*Texte fourni:*
Afren, nouvel opérateur ivoirien

Les succès enregistrés en trois ans par cette petite société pétrolière démontrent la vitalité du marché africain pour les « minimajors ».

Publié le 17 mars 2008 Lecture : 4 minutes.

Afren passe à l’offensive. La petite compagnie pétrolière née à Londres fin 2004 est devenue productrice de pétrole et de gaz en Côte d’Ivoire le 6 mars. À cette date, elle a repris, pour 205 millions de dollars, les parts du groupe américain Devon Energy Corp. dans deux blocs pétroliers ivoiriens, dont le numéro 11, où se trouvent les champs Lion et Panthère, qui produisent 3 000 barils par jour (b/j) de brut et 5 000 équivalent b/j de gaz, ensuite traités dans une unité de liquéfaction dont Afren devient propriétaire à 100 %. En une seule opération, la société augmente de 67 % ses réserves prouvées en Afrique, qui passent à 70 millions de barils (dont 16,7 millions sur l’autre bloc ivoirien, CI-01, encore inexploité). Et elle entre en phase de production d’hydrocarbures avec plusieurs semaines d’avance sur son planning initial, qui prévoyait l’entrée en exploitation, à la fin du premier semestre 2008, du champ d’Okoro Setu, au Nigeria, à hauteur de 20 000 b/j.
Créée en décembre 2004 par le Dr Rilwanu Lukman, aujourd’hui conseiller du président nigérian Umaru Yar’Adua, après avoir été ministre du Pétrole et secrétaire général de l’Organisation des pays exportateurs de pétrole (Opep), Afren est désormais présente sur dix-sept gisements dans six pays africains et compte une quarantaine d’employés. Outre le Nigeria et la Côte d’Ivoire, elle est au Ghana, au Gabon, au Congo-Brazzaville, en Angola mais aussi sur la Joint Development Zone (JDZ), cogérée par le Nigeria et São Tomé. Elle affiche l’ambition d’être « la première société pétrolière indépendante 100 % africaine », selon son directeur exécutif, Osman Shahenshah. Cofondateur de la société, il est un spécialiste des montages financiers dans le pétrole, qu’il a pratiqués pendant près de vingt ans pour le compte de Credit Suisse First Boston et de la Société financière internationale (SFI), filiale d’investissement de la Banque mondiale pour le secteur privé.

*Objectif:* Selon le texte sur Afren, pour quel montant la société a-t-elle repris les parts de Devon Energy Corp. dans deux blocs pétroliers ivoiriens ? Il n'est pas nécessaire de consulter les données.

*Données enregistrées:*
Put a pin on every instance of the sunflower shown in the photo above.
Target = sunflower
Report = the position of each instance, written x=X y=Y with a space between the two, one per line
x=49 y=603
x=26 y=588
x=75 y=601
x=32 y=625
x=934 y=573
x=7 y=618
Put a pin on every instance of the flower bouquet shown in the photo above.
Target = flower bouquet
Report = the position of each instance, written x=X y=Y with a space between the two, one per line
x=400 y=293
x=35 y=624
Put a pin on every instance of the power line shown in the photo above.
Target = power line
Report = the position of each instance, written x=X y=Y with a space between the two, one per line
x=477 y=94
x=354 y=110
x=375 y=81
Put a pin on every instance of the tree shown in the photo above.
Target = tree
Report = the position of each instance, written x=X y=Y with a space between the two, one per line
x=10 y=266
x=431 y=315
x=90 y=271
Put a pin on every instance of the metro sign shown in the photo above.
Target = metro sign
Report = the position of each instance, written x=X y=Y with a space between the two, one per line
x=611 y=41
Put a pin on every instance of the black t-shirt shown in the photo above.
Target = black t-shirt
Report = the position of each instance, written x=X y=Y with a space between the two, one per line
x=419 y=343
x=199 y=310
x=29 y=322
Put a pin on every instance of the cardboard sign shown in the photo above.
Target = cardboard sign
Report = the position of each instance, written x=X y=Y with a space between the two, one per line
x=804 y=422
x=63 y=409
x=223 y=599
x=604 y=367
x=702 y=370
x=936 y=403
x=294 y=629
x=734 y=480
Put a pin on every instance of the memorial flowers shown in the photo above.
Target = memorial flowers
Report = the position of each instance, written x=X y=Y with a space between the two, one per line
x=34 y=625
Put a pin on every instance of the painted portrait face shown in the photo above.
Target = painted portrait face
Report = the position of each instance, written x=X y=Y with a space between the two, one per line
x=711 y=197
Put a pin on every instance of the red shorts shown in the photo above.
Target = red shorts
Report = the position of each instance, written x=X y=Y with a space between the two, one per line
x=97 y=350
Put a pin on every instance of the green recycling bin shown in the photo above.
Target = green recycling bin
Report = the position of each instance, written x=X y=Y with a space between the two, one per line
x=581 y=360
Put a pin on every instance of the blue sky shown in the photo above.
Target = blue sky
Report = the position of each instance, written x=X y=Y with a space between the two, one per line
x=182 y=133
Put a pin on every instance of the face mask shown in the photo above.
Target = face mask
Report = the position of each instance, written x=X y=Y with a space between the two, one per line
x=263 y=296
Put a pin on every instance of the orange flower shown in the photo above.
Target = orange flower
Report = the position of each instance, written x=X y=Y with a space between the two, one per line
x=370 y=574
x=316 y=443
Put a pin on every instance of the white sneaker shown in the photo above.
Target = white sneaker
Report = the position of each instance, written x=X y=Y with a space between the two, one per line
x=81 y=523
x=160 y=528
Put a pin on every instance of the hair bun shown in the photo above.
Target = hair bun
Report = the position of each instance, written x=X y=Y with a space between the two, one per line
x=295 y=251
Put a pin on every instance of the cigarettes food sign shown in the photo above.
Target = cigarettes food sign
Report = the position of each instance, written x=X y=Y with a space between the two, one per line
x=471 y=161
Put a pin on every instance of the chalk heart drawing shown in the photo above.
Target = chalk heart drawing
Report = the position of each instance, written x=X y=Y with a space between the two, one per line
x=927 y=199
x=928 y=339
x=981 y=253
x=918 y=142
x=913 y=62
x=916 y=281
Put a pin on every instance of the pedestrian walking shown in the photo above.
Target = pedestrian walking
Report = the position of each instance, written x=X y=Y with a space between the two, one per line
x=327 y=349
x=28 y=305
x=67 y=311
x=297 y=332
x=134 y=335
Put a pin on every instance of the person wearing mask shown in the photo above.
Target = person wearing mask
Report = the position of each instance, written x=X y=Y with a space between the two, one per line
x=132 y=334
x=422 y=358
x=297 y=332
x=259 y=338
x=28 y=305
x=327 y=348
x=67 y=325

*Réponse attendue:* Pour 205 millions de dollars.